■ WORK REQUEST 1: From the post below about IEP meetings, copy the part from "For special needs'" to "the several-hour meeting." word for word.
■ WORK REQUEST 2: List everyone the post below says meets in the conference room at an IEP.
■ WORK REQUEST 3:
Answer these questions using the post below about IEP meetings.
(a) What do moms of kids with special needs call their child's school?
(b) What does IEP stand for?
(c) At age 3, what level was JT at for communication?

■ SELECTED EXTRACT:
--- --- ---

For those who have kids who are going into Kindergarten next year, this is the time of year where you start getting your stuff together. Birth certificates, shot records, proof of address... and you get to find out more about your school (or, as us moms of kids with special needs' kids know them, your 'home school').
For special needs' families, there's (as usual) complications. See, we get to have these meetings. They're called IEP's (Individualized Education Program). It's when you, teachers, therapists, principals, representatives from the district and random people you have no idea who they are all meet in a giant conference room to discuss the services your child needs. I can't even explain how much research, thought and prayers parents put in before stepping foot into the several-hour meeting.
In order to discuss services, you get to hear about every delay and non-accomplishment your child has. While I should make clear that the teachers and everyone else we've had the experience with are angels they're so kind, there is no easy way to hear that your child cannot do what other kids do. You are bombarded with percentiles and age equivalents. Not so great when your 3 year old is at a 3-6 month old level for communication (yes, this was JT).

--- --- ---

■ DATASET:
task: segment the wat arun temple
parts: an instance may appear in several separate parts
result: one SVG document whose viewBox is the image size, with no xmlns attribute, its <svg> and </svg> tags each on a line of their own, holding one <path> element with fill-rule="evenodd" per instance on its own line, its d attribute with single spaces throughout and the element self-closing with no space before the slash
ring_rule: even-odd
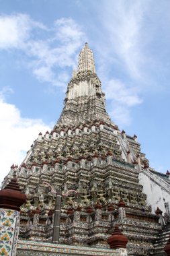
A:
<svg viewBox="0 0 170 256">
<path fill-rule="evenodd" d="M 108 243 L 116 226 L 128 239 L 128 255 L 167 255 L 170 172 L 150 166 L 137 136 L 111 120 L 87 43 L 58 121 L 52 131 L 39 133 L 19 166 L 12 165 L 1 189 L 13 177 L 26 195 L 17 255 L 85 254 L 71 254 L 69 248 L 117 255 L 110 254 Z M 38 249 L 55 244 L 67 253 Z"/>
</svg>

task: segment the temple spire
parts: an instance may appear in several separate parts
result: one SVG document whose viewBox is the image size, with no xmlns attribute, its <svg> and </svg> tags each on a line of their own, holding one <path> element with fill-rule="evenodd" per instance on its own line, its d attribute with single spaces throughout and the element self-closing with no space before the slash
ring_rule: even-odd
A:
<svg viewBox="0 0 170 256">
<path fill-rule="evenodd" d="M 95 73 L 95 61 L 93 52 L 88 48 L 87 42 L 81 51 L 79 57 L 78 72 L 91 71 Z"/>
</svg>

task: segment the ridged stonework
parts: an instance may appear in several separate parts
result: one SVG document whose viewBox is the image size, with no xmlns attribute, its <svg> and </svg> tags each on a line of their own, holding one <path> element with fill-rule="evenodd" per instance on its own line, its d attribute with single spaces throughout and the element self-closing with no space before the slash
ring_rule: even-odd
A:
<svg viewBox="0 0 170 256">
<path fill-rule="evenodd" d="M 114 250 L 89 248 L 73 245 L 52 245 L 40 242 L 20 241 L 17 244 L 17 256 L 126 256 L 124 249 Z"/>
<path fill-rule="evenodd" d="M 148 167 L 148 161 L 136 139 L 111 121 L 93 53 L 85 44 L 58 122 L 51 131 L 40 133 L 22 165 L 12 166 L 4 181 L 5 185 L 17 172 L 27 195 L 21 211 L 20 238 L 52 241 L 55 195 L 46 182 L 62 194 L 76 191 L 62 198 L 60 244 L 109 250 L 107 239 L 118 224 L 128 239 L 129 255 L 152 253 L 161 225 L 138 183 L 139 172 Z M 19 253 L 26 245 L 18 246 L 18 255 L 24 255 Z M 97 255 L 96 250 L 93 255 Z"/>
</svg>

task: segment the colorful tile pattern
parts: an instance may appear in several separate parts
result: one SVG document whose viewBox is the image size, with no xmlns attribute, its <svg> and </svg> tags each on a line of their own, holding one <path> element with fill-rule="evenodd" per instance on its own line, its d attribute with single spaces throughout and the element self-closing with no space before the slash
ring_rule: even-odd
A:
<svg viewBox="0 0 170 256">
<path fill-rule="evenodd" d="M 0 255 L 15 256 L 19 224 L 17 211 L 0 209 Z"/>
<path fill-rule="evenodd" d="M 81 246 L 54 245 L 49 243 L 19 241 L 17 256 L 126 256 L 126 249 L 104 249 Z"/>
</svg>

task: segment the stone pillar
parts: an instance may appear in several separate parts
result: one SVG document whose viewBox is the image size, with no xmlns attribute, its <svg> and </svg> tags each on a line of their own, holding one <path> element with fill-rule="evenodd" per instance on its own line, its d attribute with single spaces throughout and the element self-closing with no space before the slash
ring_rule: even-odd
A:
<svg viewBox="0 0 170 256">
<path fill-rule="evenodd" d="M 167 241 L 167 245 L 164 247 L 164 251 L 167 253 L 167 256 L 170 256 L 170 236 Z"/>
<path fill-rule="evenodd" d="M 112 236 L 110 236 L 107 242 L 110 248 L 113 249 L 113 253 L 118 253 L 120 256 L 127 256 L 126 245 L 128 238 L 119 229 L 118 224 L 116 224 Z"/>
<path fill-rule="evenodd" d="M 163 211 L 157 207 L 157 209 L 155 211 L 155 212 L 159 216 L 159 223 L 163 226 L 164 224 L 163 217 L 162 216 Z"/>
<path fill-rule="evenodd" d="M 13 178 L 0 191 L 0 255 L 15 256 L 18 238 L 20 209 L 26 201 L 17 179 Z"/>
<path fill-rule="evenodd" d="M 126 203 L 125 202 L 120 199 L 118 204 L 118 212 L 119 212 L 119 218 L 120 220 L 122 220 L 124 218 L 126 218 L 126 211 L 125 211 L 125 207 L 126 207 Z"/>
<path fill-rule="evenodd" d="M 130 159 L 130 151 L 128 151 L 128 152 L 127 152 L 127 162 L 128 162 L 128 163 L 130 163 L 130 162 L 131 162 L 131 159 Z"/>
</svg>

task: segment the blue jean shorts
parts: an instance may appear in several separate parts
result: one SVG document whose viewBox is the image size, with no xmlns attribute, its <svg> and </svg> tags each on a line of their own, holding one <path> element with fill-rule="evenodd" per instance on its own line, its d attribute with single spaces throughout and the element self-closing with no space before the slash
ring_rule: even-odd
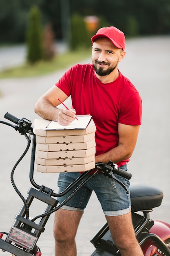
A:
<svg viewBox="0 0 170 256">
<path fill-rule="evenodd" d="M 127 170 L 126 165 L 119 168 L 124 171 Z M 60 173 L 58 180 L 59 193 L 62 192 L 80 175 L 80 173 L 77 172 Z M 86 180 L 91 175 L 88 175 L 82 181 Z M 115 176 L 124 183 L 129 191 L 128 180 L 117 174 L 115 174 Z M 72 189 L 66 195 L 58 198 L 59 204 L 61 204 L 66 199 L 75 189 Z M 102 173 L 97 173 L 84 185 L 66 204 L 61 207 L 61 209 L 83 211 L 93 191 L 96 193 L 105 215 L 118 216 L 131 211 L 130 194 L 127 194 L 125 189 L 117 181 L 105 176 Z"/>
</svg>

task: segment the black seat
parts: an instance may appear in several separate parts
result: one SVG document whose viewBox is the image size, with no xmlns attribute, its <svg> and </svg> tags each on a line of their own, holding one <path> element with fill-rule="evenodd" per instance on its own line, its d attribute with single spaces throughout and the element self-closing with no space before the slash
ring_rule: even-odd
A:
<svg viewBox="0 0 170 256">
<path fill-rule="evenodd" d="M 158 188 L 139 182 L 132 182 L 130 190 L 132 211 L 149 211 L 161 204 L 163 194 Z"/>
</svg>

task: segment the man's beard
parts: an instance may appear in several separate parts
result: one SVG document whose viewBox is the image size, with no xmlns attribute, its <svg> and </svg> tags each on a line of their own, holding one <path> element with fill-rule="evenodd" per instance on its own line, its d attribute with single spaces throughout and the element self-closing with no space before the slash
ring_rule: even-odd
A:
<svg viewBox="0 0 170 256">
<path fill-rule="evenodd" d="M 99 64 L 108 64 L 108 63 L 105 63 L 104 61 L 100 62 L 99 61 L 95 61 L 95 63 L 96 64 L 97 63 L 98 63 Z M 111 73 L 112 72 L 113 72 L 113 70 L 116 68 L 116 67 L 117 66 L 117 64 L 115 67 L 109 67 L 107 70 L 104 70 L 102 67 L 100 67 L 99 69 L 97 69 L 97 68 L 96 67 L 96 65 L 95 65 L 93 63 L 93 65 L 94 69 L 96 74 L 99 76 L 107 76 L 108 75 L 109 75 L 109 74 L 110 74 L 110 73 Z"/>
</svg>

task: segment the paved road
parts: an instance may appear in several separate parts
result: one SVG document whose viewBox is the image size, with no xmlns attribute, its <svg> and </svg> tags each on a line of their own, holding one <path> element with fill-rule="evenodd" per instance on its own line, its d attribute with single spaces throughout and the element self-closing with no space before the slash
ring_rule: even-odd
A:
<svg viewBox="0 0 170 256">
<path fill-rule="evenodd" d="M 127 42 L 126 56 L 119 66 L 122 72 L 139 91 L 143 102 L 142 125 L 136 148 L 128 165 L 129 171 L 132 174 L 132 181 L 154 184 L 163 191 L 162 205 L 155 209 L 151 216 L 169 223 L 170 44 L 170 36 L 129 40 Z M 90 59 L 85 61 L 90 61 Z M 53 85 L 64 71 L 62 70 L 41 77 L 0 80 L 0 90 L 2 92 L 0 119 L 4 120 L 4 115 L 7 112 L 32 121 L 37 118 L 33 107 L 38 98 Z M 8 232 L 22 204 L 10 184 L 10 173 L 25 148 L 26 141 L 9 127 L 1 124 L 0 129 L 0 231 Z M 18 166 L 14 175 L 16 184 L 24 196 L 31 186 L 29 180 L 30 153 Z M 57 177 L 57 174 L 35 172 L 35 179 L 38 183 L 44 184 L 56 191 Z M 30 210 L 31 216 L 41 213 L 44 207 L 38 202 L 33 206 Z M 38 243 L 44 256 L 54 256 L 52 231 L 53 219 L 53 214 Z M 77 236 L 78 256 L 89 256 L 93 250 L 89 240 L 105 221 L 100 206 L 95 195 L 93 194 Z M 0 251 L 0 256 L 9 254 Z"/>
</svg>

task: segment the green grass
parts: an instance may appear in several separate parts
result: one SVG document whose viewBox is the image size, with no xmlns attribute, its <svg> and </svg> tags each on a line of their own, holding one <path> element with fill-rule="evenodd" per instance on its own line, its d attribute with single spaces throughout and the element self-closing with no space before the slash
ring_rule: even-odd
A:
<svg viewBox="0 0 170 256">
<path fill-rule="evenodd" d="M 90 58 L 91 49 L 68 52 L 57 55 L 50 61 L 40 61 L 34 64 L 24 65 L 0 72 L 0 79 L 27 77 L 45 75 L 64 68 Z"/>
</svg>

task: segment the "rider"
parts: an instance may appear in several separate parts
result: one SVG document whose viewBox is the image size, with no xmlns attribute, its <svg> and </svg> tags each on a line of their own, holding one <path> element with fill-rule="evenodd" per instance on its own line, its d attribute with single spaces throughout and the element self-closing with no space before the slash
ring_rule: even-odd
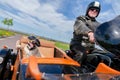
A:
<svg viewBox="0 0 120 80">
<path fill-rule="evenodd" d="M 96 21 L 100 10 L 101 6 L 98 1 L 91 2 L 87 7 L 85 16 L 79 16 L 75 21 L 70 50 L 74 53 L 73 59 L 80 64 L 86 58 L 86 54 L 95 49 L 94 31 L 100 25 Z"/>
</svg>

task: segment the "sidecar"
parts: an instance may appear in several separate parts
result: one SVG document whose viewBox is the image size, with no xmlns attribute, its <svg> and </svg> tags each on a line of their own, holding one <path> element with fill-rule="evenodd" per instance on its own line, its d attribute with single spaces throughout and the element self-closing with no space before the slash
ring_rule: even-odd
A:
<svg viewBox="0 0 120 80">
<path fill-rule="evenodd" d="M 37 47 L 41 56 L 31 55 L 28 57 L 24 50 L 27 42 L 27 37 L 23 36 L 20 39 L 21 48 L 17 49 L 12 80 L 52 80 L 53 78 L 59 80 L 60 77 L 57 77 L 57 75 L 64 79 L 64 66 L 80 66 L 79 63 L 67 56 L 63 50 L 56 47 L 53 42 L 45 40 L 40 40 L 40 47 Z"/>
</svg>

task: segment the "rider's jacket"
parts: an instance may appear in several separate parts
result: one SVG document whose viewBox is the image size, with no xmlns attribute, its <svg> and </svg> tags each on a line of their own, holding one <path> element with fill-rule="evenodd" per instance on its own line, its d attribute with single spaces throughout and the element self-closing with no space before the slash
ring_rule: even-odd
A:
<svg viewBox="0 0 120 80">
<path fill-rule="evenodd" d="M 74 24 L 73 38 L 71 39 L 70 45 L 82 45 L 88 49 L 94 48 L 94 43 L 89 42 L 87 33 L 90 31 L 94 32 L 96 27 L 99 25 L 99 22 L 95 19 L 89 18 L 88 16 L 77 17 Z"/>
</svg>

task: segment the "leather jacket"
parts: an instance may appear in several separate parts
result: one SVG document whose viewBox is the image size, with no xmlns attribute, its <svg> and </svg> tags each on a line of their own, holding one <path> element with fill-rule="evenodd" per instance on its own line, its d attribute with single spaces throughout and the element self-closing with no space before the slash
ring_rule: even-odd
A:
<svg viewBox="0 0 120 80">
<path fill-rule="evenodd" d="M 87 33 L 94 32 L 100 23 L 95 19 L 90 19 L 88 16 L 77 17 L 74 24 L 73 38 L 71 39 L 70 46 L 81 45 L 85 48 L 94 48 L 94 43 L 89 42 Z"/>
</svg>

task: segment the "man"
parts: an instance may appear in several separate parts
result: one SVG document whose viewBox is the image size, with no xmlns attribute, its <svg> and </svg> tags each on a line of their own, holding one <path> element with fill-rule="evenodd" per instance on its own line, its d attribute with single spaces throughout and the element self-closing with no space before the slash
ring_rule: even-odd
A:
<svg viewBox="0 0 120 80">
<path fill-rule="evenodd" d="M 87 54 L 92 53 L 95 50 L 94 31 L 100 25 L 96 21 L 96 17 L 100 13 L 100 3 L 98 1 L 91 2 L 86 10 L 85 16 L 77 17 L 74 24 L 73 38 L 70 42 L 69 55 L 75 61 L 81 64 L 81 67 L 64 67 L 66 73 L 86 73 L 86 69 L 82 66 L 86 63 Z M 67 52 L 66 52 L 67 53 Z"/>
<path fill-rule="evenodd" d="M 86 15 L 77 17 L 75 21 L 70 49 L 75 54 L 73 59 L 80 64 L 82 64 L 86 54 L 94 50 L 94 31 L 100 25 L 96 21 L 96 17 L 99 15 L 100 8 L 98 1 L 91 2 L 88 5 Z"/>
</svg>

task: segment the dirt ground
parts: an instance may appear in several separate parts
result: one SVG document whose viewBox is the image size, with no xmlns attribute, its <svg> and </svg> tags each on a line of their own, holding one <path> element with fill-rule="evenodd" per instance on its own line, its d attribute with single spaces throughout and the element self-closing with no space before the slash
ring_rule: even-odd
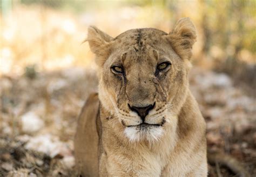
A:
<svg viewBox="0 0 256 177">
<path fill-rule="evenodd" d="M 256 101 L 227 75 L 194 68 L 191 89 L 207 122 L 208 150 L 256 175 Z M 79 110 L 97 91 L 90 68 L 0 78 L 0 176 L 76 176 L 73 138 Z M 238 176 L 216 162 L 210 176 Z"/>
</svg>

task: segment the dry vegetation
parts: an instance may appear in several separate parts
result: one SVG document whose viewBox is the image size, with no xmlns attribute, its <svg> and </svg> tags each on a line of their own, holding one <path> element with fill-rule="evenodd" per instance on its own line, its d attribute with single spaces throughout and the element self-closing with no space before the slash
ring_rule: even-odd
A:
<svg viewBox="0 0 256 177">
<path fill-rule="evenodd" d="M 0 176 L 76 176 L 72 141 L 76 120 L 89 94 L 97 90 L 93 56 L 87 44 L 81 44 L 89 25 L 113 36 L 134 28 L 168 31 L 176 18 L 184 16 L 191 17 L 199 32 L 190 85 L 207 121 L 209 151 L 231 155 L 255 175 L 255 51 L 248 47 L 254 44 L 252 40 L 238 40 L 235 28 L 228 47 L 214 42 L 214 37 L 221 38 L 220 24 L 203 26 L 205 19 L 200 17 L 204 16 L 187 8 L 204 15 L 201 6 L 206 5 L 200 2 L 189 6 L 170 3 L 169 9 L 161 4 L 126 5 L 115 11 L 103 5 L 78 15 L 42 5 L 16 4 L 10 14 L 1 16 Z M 221 17 L 204 15 L 211 19 L 208 23 Z M 248 31 L 255 26 L 253 18 L 243 21 Z M 253 24 L 247 25 L 250 22 Z M 212 37 L 207 39 L 209 32 Z M 224 65 L 234 58 L 235 62 Z M 220 165 L 210 166 L 210 176 L 236 176 Z"/>
</svg>

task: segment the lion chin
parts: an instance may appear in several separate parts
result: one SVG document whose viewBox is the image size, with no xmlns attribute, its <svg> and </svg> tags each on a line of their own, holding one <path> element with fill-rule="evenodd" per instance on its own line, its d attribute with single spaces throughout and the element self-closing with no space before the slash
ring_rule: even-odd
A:
<svg viewBox="0 0 256 177">
<path fill-rule="evenodd" d="M 124 132 L 131 142 L 146 140 L 150 143 L 158 141 L 164 132 L 164 129 L 160 126 L 146 124 L 127 127 Z"/>
</svg>

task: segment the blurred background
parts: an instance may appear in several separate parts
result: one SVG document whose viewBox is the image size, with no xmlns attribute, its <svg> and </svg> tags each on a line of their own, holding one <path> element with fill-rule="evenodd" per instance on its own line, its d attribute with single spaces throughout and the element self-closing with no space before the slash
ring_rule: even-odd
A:
<svg viewBox="0 0 256 177">
<path fill-rule="evenodd" d="M 189 17 L 198 30 L 191 88 L 210 150 L 256 174 L 256 1 L 0 1 L 0 176 L 76 174 L 73 137 L 97 91 L 94 56 L 83 43 L 97 26 L 166 32 Z M 217 162 L 210 176 L 235 174 Z"/>
</svg>

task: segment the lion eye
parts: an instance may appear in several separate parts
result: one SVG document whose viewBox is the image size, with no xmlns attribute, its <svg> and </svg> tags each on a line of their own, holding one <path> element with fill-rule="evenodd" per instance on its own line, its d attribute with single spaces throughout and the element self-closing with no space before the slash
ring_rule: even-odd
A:
<svg viewBox="0 0 256 177">
<path fill-rule="evenodd" d="M 170 64 L 167 62 L 164 62 L 162 63 L 159 64 L 157 66 L 157 69 L 159 70 L 163 70 L 166 69 Z"/>
<path fill-rule="evenodd" d="M 124 70 L 123 70 L 123 68 L 119 66 L 113 66 L 111 67 L 111 69 L 112 71 L 114 72 L 123 73 L 124 72 Z"/>
</svg>

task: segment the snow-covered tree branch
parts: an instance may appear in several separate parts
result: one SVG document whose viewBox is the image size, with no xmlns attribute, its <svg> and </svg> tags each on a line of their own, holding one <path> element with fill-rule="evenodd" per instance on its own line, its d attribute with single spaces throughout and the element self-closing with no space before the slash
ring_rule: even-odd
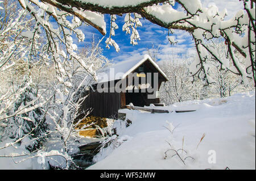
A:
<svg viewBox="0 0 256 181">
<path fill-rule="evenodd" d="M 224 38 L 227 47 L 229 48 L 228 56 L 230 57 L 230 61 L 233 62 L 233 68 L 230 68 L 229 70 L 241 76 L 245 83 L 247 82 L 247 78 L 253 79 L 254 83 L 255 82 L 255 1 L 244 0 L 244 9 L 238 11 L 234 17 L 229 19 L 226 18 L 226 10 L 220 12 L 218 8 L 214 6 L 203 7 L 200 1 L 199 0 L 112 0 L 108 2 L 101 0 L 93 2 L 89 0 L 43 0 L 42 3 L 35 0 L 19 1 L 23 7 L 28 9 L 32 14 L 35 14 L 35 12 L 30 10 L 32 7 L 28 1 L 35 4 L 38 7 L 46 12 L 48 16 L 53 16 L 61 26 L 65 27 L 62 25 L 62 22 L 57 20 L 57 17 L 61 14 L 60 12 L 65 12 L 68 15 L 74 15 L 82 22 L 92 26 L 104 35 L 106 34 L 106 23 L 103 15 L 111 15 L 110 37 L 106 43 L 107 46 L 109 44 L 113 45 L 117 51 L 118 51 L 119 47 L 112 39 L 113 36 L 113 30 L 118 28 L 115 23 L 113 23 L 113 18 L 117 18 L 115 15 L 122 15 L 123 14 L 127 14 L 126 16 L 128 15 L 131 17 L 130 15 L 134 14 L 135 19 L 137 19 L 136 17 L 145 18 L 152 23 L 171 30 L 171 30 L 180 30 L 188 32 L 195 39 L 196 47 L 202 47 L 200 49 L 197 48 L 200 63 L 196 64 L 196 71 L 192 72 L 193 75 L 198 75 L 201 71 L 203 71 L 203 78 L 206 78 L 209 83 L 211 82 L 210 76 L 205 73 L 207 70 L 204 65 L 205 62 L 207 62 L 209 57 L 204 57 L 204 52 L 210 53 L 216 61 L 221 64 L 222 62 L 221 59 L 215 54 L 214 50 L 205 45 L 205 43 L 212 39 Z M 173 6 L 175 3 L 179 4 L 181 8 L 178 10 L 174 9 Z M 48 10 L 55 11 L 53 12 L 51 10 L 52 12 Z M 99 18 L 94 18 L 96 16 L 98 16 Z M 134 18 L 133 18 L 133 19 Z M 52 31 L 51 28 L 46 27 L 40 19 L 36 17 L 35 18 L 49 35 L 55 34 L 54 31 Z M 137 44 L 137 40 L 139 40 L 139 33 L 136 30 L 138 25 L 135 23 L 135 26 L 133 27 L 131 23 L 129 23 L 128 20 L 127 16 L 125 18 L 123 30 L 129 33 L 130 30 L 127 29 L 129 26 L 127 24 L 130 24 L 129 26 L 132 29 L 131 43 Z M 61 30 L 59 32 L 61 32 Z M 53 37 L 55 36 L 56 35 Z M 52 36 L 49 36 L 49 40 L 52 39 L 52 43 L 55 42 Z M 68 48 L 67 49 L 69 50 Z M 68 52 L 67 50 L 68 53 Z M 245 64 L 241 64 L 234 56 L 234 53 L 236 52 L 246 58 Z M 72 53 L 70 54 L 72 56 Z"/>
</svg>

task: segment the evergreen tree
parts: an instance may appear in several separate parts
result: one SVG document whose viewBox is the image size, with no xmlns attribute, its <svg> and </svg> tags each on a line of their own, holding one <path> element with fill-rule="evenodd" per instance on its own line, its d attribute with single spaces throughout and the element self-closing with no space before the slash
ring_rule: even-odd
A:
<svg viewBox="0 0 256 181">
<path fill-rule="evenodd" d="M 30 104 L 28 107 L 38 103 L 36 102 L 33 102 L 38 97 L 37 91 L 29 85 L 28 76 L 25 77 L 24 83 L 21 87 L 22 89 L 25 89 L 15 103 L 14 108 L 11 111 L 13 113 Z M 39 148 L 42 146 L 42 141 L 45 141 L 46 134 L 48 131 L 48 124 L 46 122 L 44 113 L 40 107 L 17 115 L 10 118 L 8 121 L 10 129 L 6 129 L 5 133 L 11 138 L 16 140 L 31 132 L 30 135 L 26 137 L 26 139 L 22 140 L 20 142 L 21 144 L 23 141 L 26 148 L 30 151 Z"/>
</svg>

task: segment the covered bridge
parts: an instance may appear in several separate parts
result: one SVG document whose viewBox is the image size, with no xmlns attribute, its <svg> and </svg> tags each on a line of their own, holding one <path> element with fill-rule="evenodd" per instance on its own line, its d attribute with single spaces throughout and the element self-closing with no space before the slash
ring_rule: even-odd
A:
<svg viewBox="0 0 256 181">
<path fill-rule="evenodd" d="M 98 81 L 84 92 L 87 97 L 79 112 L 90 109 L 89 115 L 107 118 L 117 118 L 118 110 L 130 103 L 137 106 L 159 103 L 158 90 L 168 81 L 147 54 L 114 64 L 98 73 L 97 77 Z"/>
</svg>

--- --- ---

■ RESPONSE BOX 1:
For special needs' families, there's (as usual) complications. See, we get to have these meetings. They're called IEP's (Individualized Education Program). It's when you, teachers, therapists, principals, representatives from the district and random people you have no idea who they are all meet in a giant conference room to discuss the services your child needs. I can't even explain how much research, thought and prayers parents put in before stepping foot into the several-hour meeting.

■ RESPONSE BOX 2:
- You (the parent)
- Teachers
- Therapists
- Principals
- Representatives from the district
- Random people you have no idea who they are

■ RESPONSE BOX 3:
(a) Their "home school"
(b) Individualized Education Program
(c) A 3–6 month old level